▶ **Aim of the task**
Repeat the entries that follow verbatim, without any of their pictures.

▶ **Records to use**
______________________________
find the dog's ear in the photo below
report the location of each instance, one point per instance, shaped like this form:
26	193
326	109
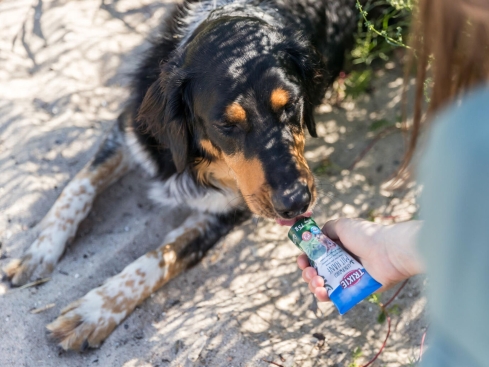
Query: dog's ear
166	113
309	68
______________________________
▶ **Full response**
find the dog's ear in the photo below
report the location of each instance, one point per instance, shaped like this form:
26	193
326	109
Query: dog's ear
166	113
309	68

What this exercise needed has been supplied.